## TO DO
Pick out and copy every line of the material below that contains the string "positive". Case counts.

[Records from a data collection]
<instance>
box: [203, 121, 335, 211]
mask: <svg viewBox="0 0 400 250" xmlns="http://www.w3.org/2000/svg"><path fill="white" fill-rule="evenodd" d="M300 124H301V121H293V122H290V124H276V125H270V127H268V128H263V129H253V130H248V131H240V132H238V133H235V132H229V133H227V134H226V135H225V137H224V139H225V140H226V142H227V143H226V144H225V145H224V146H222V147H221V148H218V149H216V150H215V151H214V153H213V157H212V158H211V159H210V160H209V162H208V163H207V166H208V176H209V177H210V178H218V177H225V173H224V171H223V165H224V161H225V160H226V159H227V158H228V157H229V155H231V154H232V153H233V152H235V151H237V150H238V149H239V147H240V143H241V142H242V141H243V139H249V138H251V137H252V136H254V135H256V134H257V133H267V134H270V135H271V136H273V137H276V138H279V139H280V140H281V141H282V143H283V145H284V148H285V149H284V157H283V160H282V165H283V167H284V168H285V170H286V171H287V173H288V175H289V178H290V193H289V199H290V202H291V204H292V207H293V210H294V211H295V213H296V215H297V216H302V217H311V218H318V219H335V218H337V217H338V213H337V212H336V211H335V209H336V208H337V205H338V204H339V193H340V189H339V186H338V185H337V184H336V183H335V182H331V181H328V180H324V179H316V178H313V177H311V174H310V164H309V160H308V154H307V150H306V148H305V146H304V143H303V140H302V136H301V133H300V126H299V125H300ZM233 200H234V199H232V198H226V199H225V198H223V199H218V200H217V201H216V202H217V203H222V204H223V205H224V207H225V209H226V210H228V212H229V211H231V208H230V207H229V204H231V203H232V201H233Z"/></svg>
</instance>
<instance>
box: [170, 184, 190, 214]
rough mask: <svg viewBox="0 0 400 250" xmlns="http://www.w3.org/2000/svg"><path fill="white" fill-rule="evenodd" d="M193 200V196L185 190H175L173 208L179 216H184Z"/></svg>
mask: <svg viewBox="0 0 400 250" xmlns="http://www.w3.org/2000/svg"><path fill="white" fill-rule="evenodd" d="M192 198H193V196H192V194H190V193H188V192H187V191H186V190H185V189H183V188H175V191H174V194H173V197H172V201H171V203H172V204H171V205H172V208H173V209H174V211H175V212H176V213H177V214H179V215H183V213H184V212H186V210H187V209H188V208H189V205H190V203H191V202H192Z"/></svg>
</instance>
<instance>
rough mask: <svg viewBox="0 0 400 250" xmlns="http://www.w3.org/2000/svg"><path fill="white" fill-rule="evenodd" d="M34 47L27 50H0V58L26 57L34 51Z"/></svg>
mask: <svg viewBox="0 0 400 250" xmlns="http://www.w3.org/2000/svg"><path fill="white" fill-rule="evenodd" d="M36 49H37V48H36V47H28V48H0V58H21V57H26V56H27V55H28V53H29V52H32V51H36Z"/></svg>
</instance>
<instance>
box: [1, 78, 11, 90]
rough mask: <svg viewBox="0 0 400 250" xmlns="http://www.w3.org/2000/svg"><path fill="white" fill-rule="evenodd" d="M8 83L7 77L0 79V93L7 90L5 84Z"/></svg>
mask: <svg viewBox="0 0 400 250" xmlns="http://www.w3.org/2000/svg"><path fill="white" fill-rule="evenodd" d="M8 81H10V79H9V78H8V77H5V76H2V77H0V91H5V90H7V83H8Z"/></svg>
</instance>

---

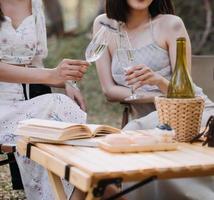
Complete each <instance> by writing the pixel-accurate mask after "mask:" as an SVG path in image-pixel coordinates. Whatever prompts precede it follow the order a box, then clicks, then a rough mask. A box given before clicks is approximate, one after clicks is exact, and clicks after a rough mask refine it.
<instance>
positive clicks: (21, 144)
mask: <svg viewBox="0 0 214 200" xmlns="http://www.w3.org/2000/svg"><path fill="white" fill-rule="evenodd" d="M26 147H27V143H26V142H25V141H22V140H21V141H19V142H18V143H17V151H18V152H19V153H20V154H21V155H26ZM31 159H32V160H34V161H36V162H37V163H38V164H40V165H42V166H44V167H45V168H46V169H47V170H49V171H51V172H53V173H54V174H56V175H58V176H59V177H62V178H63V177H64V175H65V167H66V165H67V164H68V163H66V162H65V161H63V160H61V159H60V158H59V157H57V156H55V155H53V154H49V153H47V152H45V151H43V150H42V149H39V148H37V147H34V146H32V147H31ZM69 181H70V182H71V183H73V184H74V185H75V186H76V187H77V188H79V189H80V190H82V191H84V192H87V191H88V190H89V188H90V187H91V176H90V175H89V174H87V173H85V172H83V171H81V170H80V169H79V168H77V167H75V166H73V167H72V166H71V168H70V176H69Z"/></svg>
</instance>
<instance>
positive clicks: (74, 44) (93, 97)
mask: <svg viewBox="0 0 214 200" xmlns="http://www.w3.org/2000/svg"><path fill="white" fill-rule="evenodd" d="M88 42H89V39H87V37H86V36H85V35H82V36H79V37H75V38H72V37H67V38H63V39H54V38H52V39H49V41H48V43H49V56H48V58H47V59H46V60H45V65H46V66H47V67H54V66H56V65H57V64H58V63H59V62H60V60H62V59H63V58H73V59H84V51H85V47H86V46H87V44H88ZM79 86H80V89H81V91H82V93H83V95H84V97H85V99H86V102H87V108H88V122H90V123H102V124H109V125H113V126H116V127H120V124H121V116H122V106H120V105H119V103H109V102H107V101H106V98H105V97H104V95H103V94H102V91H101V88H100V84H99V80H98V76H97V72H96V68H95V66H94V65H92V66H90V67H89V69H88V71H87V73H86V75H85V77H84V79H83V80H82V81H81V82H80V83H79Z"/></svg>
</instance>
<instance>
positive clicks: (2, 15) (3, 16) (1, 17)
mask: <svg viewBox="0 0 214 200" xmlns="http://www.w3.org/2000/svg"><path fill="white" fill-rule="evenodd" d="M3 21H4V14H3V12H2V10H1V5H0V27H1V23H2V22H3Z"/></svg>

## YOUR SOLUTION
positive clicks: (21, 144)
positive clicks: (74, 44) (93, 97)
positive clicks: (2, 15) (3, 16) (1, 17)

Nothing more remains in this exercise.